• _SELECTION_
· · · · ·

The DTM is set to limit the number of cars a manufacturer can enter in 2023, as it continues its efforts to keep the size of the grid under control due to spacing constraints at some tracks.

Lucas Auer, Mercedes-AMG Team WINWARD Mercedes-AMG GT3

Following the conclusion of the 2022 DTM season at Hockenheim last weekend, promoter ITR has already begun work for what would be the series’ third year under GT3 regulations.

Apart from considering a ban on one-car teams, which take up the same amount of space in the pitlane as a full-scale outfit, the DTM could also set a hard limit of six entries per manufacturer from 2023 in order to create a more balanced field.

Although ITR refused to comment on the matter when asked, sources within different manufacturers have told Motorsport.com’s sister website Motorsport-Total.com that this idea has already been discussed with them.

· · · · ·

• _DATA SHOWN_
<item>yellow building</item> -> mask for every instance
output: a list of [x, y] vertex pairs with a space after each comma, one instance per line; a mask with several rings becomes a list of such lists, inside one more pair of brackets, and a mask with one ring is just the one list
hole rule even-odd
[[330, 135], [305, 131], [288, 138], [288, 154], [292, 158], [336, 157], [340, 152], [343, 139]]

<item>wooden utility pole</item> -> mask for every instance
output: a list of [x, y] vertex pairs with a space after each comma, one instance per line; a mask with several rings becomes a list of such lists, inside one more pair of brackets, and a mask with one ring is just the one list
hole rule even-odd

· · · · ·

• _OBJECTIVE 1_
According to the DTM article, why is the series considering a ban on one-car teams? Answer in one to three sentences.
• _OBJECTIVE 2_
Reproduce word for word the passage of the DTM article that begins at the words "Following the conclusion" and ends after the words "discussed with them.".
The data is not needed for any of this work.

• _EXPECTED OUTPUT 1_
The DTM is trying to keep the size of its grid under control because some tracks have spacing constraints. A one-car team takes up as much room in the pitlane as a full-scale outfit, so banning such teams would help with that limit.

• _EXPECTED OUTPUT 2_
Following the conclusion of the 2022 DTM season at Hockenheim last weekend, promoter ITR has already begun work for what would be the series’ third year under GT3 regulations.

Apart from considering a ban on one-car teams, which take up the same amount of space in the pitlane as a full-scale outfit, the DTM could also set a hard limit of six entries per manufacturer from 2023 in order to create a more balanced field.

Although ITR refused to comment on the matter when asked, sources within different manufacturers have told Motorsport.com’s sister website Motorsport-Total.com that this idea has already been discussed with them.